Excerpts from point annotation data:
━━━
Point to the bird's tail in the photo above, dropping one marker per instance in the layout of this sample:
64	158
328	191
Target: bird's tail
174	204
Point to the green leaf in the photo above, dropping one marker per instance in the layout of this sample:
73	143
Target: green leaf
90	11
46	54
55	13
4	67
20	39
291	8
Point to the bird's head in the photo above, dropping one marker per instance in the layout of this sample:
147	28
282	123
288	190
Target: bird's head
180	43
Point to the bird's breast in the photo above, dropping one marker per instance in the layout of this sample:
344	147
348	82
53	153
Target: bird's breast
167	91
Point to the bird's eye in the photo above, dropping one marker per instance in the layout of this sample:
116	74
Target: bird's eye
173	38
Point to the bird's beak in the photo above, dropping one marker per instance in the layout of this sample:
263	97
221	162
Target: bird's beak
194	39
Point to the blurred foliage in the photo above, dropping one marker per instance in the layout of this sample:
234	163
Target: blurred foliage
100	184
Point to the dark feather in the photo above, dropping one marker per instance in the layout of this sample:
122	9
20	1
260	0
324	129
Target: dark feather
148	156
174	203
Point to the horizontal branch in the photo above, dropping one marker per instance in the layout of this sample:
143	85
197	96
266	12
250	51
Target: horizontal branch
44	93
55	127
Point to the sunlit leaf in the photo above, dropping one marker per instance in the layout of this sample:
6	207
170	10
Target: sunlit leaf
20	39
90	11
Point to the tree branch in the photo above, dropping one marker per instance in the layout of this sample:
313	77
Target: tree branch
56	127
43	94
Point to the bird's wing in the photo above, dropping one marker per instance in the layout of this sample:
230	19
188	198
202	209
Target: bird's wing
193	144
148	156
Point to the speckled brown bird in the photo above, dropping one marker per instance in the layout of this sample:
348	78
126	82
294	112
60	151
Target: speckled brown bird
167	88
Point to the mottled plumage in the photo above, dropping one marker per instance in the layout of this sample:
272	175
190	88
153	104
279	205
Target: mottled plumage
━━━
## STATED GOAL
Give all of the material above as a JSON list of strings, one string per line, leaving out any blank lines.

## ANSWER BELOW
[
  "Point to the bird's tail in the photo above, dropping one marker per instance in the layout of this sample:",
  "64\t158",
  "328\t191",
  "Target: bird's tail",
  "174\t204",
  "Point to the green leaf in the photo above, dropping one marker per instance in the layout of this sample:",
  "73\t143",
  "Target: green leaf",
  "90\t11",
  "46\t54",
  "55\t13",
  "4\t67",
  "20\t39",
  "291\t8",
  "Point to the bird's head in the photo above, dropping one marker per instance in the layout of this sample:",
  "147\t28",
  "282\t123",
  "288\t190",
  "Target: bird's head",
  "180\t43",
  "Point to the bird's breast in the photo above, dropping one marker per instance in the layout of this sample:",
  "344\t147",
  "348\t82",
  "53\t153",
  "Target: bird's breast",
  "167\t91",
  "Point to the bird's eye in the photo above, dropping one marker per instance in the layout of this sample:",
  "116\t74",
  "Target: bird's eye",
  "173\t38",
  "Point to the bird's beak in the photo above, dropping one marker per instance in the layout of this sample:",
  "263\t97",
  "221\t162",
  "Target: bird's beak",
  "194\t39",
  "Point to the blurred foliage in the photo above, dropping one marker per instance in the layout of this sample:",
  "234\t163",
  "Target: blurred foliage",
  "100\t184",
  "Point to the dark feather in the photo above, dropping one marker per instance in the layout of this sample:",
  "122\t9",
  "20\t1",
  "260\t0",
  "324\t129",
  "Target: dark feather",
  "148\t156",
  "174\t203",
  "Point to the horizontal branch in the photo above, dropping one marker per instance in the layout of this sample:",
  "143\t85",
  "197\t96",
  "266\t12",
  "250\t51",
  "Target: horizontal branch",
  "44\t93",
  "55\t127",
  "Point to the sunlit leaf in the photo above, dropping one marker per instance in the layout of this sample:",
  "6\t207",
  "170\t10",
  "Target: sunlit leaf",
  "20\t39",
  "90\t11",
  "Point to the tree branch in the photo above, dropping one marker per instance in the layout of this sample:",
  "313\t77",
  "Target: tree branch",
  "56\t127",
  "43\t94",
  "Point to the bird's wing in the photo above, dropping one marker per instance in the layout of this sample:",
  "230\t19",
  "188\t198",
  "202\t209",
  "Target: bird's wing",
  "193\t144",
  "148\t156",
  "Point to the speckled brown bird in the photo above, dropping one marker per instance in the layout of this sample:",
  "348\t78",
  "126\t82",
  "294\t112",
  "60\t151",
  "Target: speckled brown bird",
  "167\t88",
  "Point to the mottled plumage in the photo above, dropping one marker per instance in the layout of this sample:",
  "272\t175",
  "190\t88",
  "153\t104",
  "279\t205",
  "Target: mottled plumage"
]